Written instruction. Switch "annotate" to "label" throughout the entries below and write them all out again, changing nothing else. Leave the pictures out.

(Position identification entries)

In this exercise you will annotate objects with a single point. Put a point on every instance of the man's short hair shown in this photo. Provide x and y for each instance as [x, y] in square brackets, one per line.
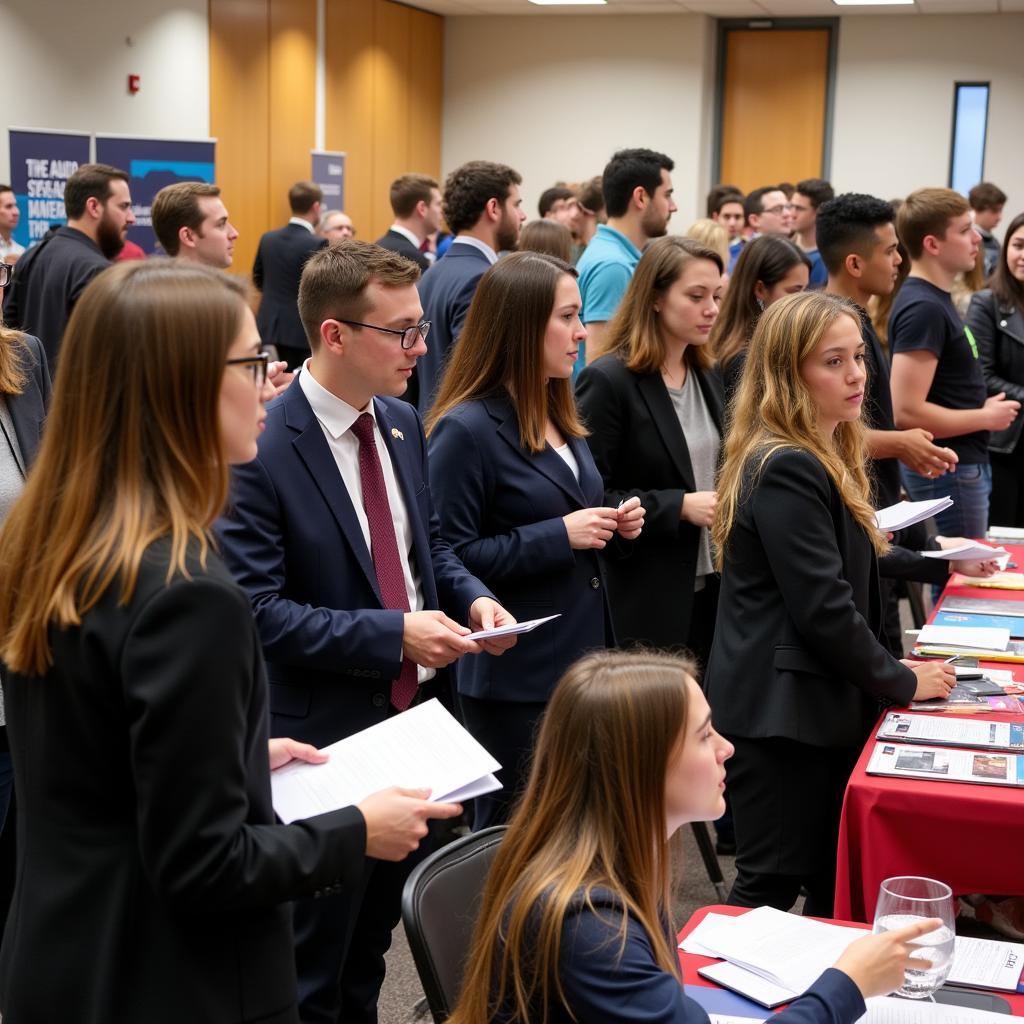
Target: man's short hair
[550, 197]
[302, 196]
[470, 187]
[720, 195]
[90, 181]
[627, 170]
[816, 189]
[177, 206]
[985, 196]
[927, 211]
[754, 203]
[335, 279]
[847, 224]
[408, 190]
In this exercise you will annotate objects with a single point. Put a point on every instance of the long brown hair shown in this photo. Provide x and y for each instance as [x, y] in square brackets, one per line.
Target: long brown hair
[634, 334]
[767, 258]
[502, 346]
[131, 453]
[592, 816]
[774, 411]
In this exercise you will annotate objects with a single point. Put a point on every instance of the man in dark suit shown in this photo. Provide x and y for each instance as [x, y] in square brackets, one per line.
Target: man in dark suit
[276, 270]
[416, 201]
[484, 212]
[334, 537]
[51, 275]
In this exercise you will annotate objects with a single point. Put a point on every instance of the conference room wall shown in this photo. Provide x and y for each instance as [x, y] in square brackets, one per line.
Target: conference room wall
[67, 66]
[894, 96]
[555, 95]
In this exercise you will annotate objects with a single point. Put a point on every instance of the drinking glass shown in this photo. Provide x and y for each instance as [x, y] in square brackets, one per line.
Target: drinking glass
[905, 900]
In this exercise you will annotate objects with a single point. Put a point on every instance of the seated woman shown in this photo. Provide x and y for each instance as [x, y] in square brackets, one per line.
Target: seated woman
[573, 924]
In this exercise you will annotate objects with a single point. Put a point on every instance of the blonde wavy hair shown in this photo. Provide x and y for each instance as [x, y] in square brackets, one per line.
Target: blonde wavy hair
[773, 411]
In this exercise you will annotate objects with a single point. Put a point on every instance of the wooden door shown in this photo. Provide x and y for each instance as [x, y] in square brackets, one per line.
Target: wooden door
[774, 93]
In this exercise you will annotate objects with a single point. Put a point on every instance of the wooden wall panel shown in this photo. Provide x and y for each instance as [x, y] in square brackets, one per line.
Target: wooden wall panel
[293, 99]
[772, 124]
[239, 116]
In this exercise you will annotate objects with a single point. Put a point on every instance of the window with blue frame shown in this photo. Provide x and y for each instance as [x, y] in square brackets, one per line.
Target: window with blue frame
[967, 163]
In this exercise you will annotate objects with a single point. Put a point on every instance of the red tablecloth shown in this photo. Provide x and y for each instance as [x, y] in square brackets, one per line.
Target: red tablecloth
[690, 962]
[970, 837]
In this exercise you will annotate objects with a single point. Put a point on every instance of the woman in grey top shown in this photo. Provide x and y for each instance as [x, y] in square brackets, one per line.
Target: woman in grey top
[654, 406]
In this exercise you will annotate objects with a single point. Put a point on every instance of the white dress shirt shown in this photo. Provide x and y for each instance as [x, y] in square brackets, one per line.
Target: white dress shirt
[336, 418]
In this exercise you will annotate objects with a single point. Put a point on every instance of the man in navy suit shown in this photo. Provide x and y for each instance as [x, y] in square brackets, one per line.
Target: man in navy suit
[483, 210]
[416, 202]
[276, 270]
[333, 535]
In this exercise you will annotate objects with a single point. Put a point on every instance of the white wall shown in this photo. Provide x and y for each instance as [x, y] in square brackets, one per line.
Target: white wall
[67, 66]
[555, 95]
[894, 96]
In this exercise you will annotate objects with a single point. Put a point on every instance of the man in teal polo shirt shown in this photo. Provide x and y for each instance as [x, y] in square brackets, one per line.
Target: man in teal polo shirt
[638, 201]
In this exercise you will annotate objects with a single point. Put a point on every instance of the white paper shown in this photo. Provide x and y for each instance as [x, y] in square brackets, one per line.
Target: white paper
[969, 637]
[904, 514]
[507, 631]
[986, 964]
[422, 748]
[972, 549]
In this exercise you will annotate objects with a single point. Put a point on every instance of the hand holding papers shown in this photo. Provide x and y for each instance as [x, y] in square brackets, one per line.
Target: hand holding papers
[904, 514]
[424, 747]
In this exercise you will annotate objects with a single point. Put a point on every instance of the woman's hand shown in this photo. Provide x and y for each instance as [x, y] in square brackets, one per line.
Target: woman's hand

Result.
In this exercise you will label objects with a single point. Put a point on every instance of the man's short hair shown in this photo. Provide x and y for each instance as [x, y] in square brackets, one per line.
Target: man's short hair
[550, 197]
[302, 196]
[470, 187]
[720, 195]
[90, 181]
[627, 170]
[816, 189]
[177, 206]
[985, 196]
[927, 211]
[754, 203]
[335, 279]
[847, 224]
[408, 190]
In this exercise you will label objects with a single point. Put a point on every instance of the long brown hair shown in this photo. Provide x and y for each instance as [x, y] in square brackets, one per line.
Target: long brown hair
[634, 334]
[767, 258]
[502, 346]
[131, 453]
[592, 816]
[774, 411]
In this exercise you will label objects with a single point. Put a point on every instance of the man in dark suit shown in this photo. Provide x and y for each instance as [x, y] in square brackets, one per line.
Target: man in dark suit
[276, 270]
[416, 201]
[484, 212]
[334, 537]
[51, 275]
In this exercise you will label objects with a single point. Put a point on every instance of the conference room wall shown in this photo. Provide x and y for each instance as [x, y] in square brackets, one per line.
Target: conference room wall
[67, 66]
[894, 96]
[555, 95]
In this exercise you will label objects with a single point. Put a point on every instance of the drinking glass shown in this photo. Provide x and y for each instance as [x, y] in square brackets, one per line.
Target: drinking glass
[905, 900]
In this exercise you will label objects with a single point. Put a point on every instance of the seated woman shown in this photo. Provide x and y for each instance as [x, y] in square brackets, one per line.
Target: seated woman
[573, 924]
In this exercise you will label objects with a single point. Put a point on every instance of the blonde wavy hair shown in this photo. Provide x and y for each instance as [x, y] in square brackets, one per line.
Target: blonde wavy hair
[773, 411]
In this exercise you will label objects with a single point. Put a point on every instance of the wooden door shown in this photo. Provide x and y for each instance as [x, y] in square brackets, one per line.
Target: wooden door
[774, 93]
In this exercise you will label objects with a single point. Put a point on every instance of the wooden wall panel shown in this photo. Provide x and y for each instance as [x, y] in square brackets, one per line.
Target: wooden wall panel
[293, 99]
[772, 124]
[239, 116]
In this exercise you will label objects with a single point. Put a point on every instance of the window with blue frame shown in this photo. Provide x and y for each instance as [x, y] in square brackets, one per line.
Target: window with blue frame
[967, 163]
In this exercise you will label objects with a single point. Put a point on every instance of the red tablecloth shown in this photo. Provide x and y for each instance as [x, y] in square brackets, one per line.
Target: red tablecloth
[690, 962]
[970, 837]
In this exercise you will label objects with a single point. Put a point on every instance of the woman in grey top shown in this photo. Provide x and y for each instance as [x, y] in square brackets, one per line.
Target: woman in grey top
[654, 406]
In this exercise you will label objects with a single point. Put a point on every instance of the white dress shirt shown in this photo. Provide x and y for each instance as [x, y] in square brackets, one per line.
Target: white dress shirt
[336, 418]
In this exercise you will label objects with a single point. Put a point on every instance of the man in navy suit shown in this photo. Provide x and y for each instance as [x, y] in square brackets, one per line.
Target: man in navy suit
[483, 210]
[416, 202]
[276, 270]
[333, 535]
In this exercise you will label objects with a single point. Put a point on every instance of the white wall shown in this photo. Provide x and y for each instance as [x, y] in square brackets, one per line.
Target: white wall
[67, 66]
[555, 95]
[894, 96]
In this exercise you will label objects with a single point. Put a point on every instance of the man in teal polo shirt shown in this photo. Provide x and y for each instance as [x, y] in square brackets, one per line.
Target: man in teal polo shirt
[638, 201]
In this exercise you will label objects with a single point. Put a point on every instance of the white paper shown in this photo. Provide x and y for each instance as [x, y] in square brackets, one per line.
Target: white paper
[969, 637]
[904, 514]
[507, 631]
[986, 964]
[422, 748]
[972, 549]
In this exercise you will label objects with a single point. Put a point on every instance of the hand holding papers shown in this photo. Provide x and y for each instance as [x, y] in square brackets, one per line.
Target: hand holding papers
[904, 514]
[424, 747]
In this exercise you will label objects with a single point. Put a point on every instance of the woman's hand shown in this photo. Provide x and y for each instance as [x, y] in square brackets, one per line.
Target: woman's hand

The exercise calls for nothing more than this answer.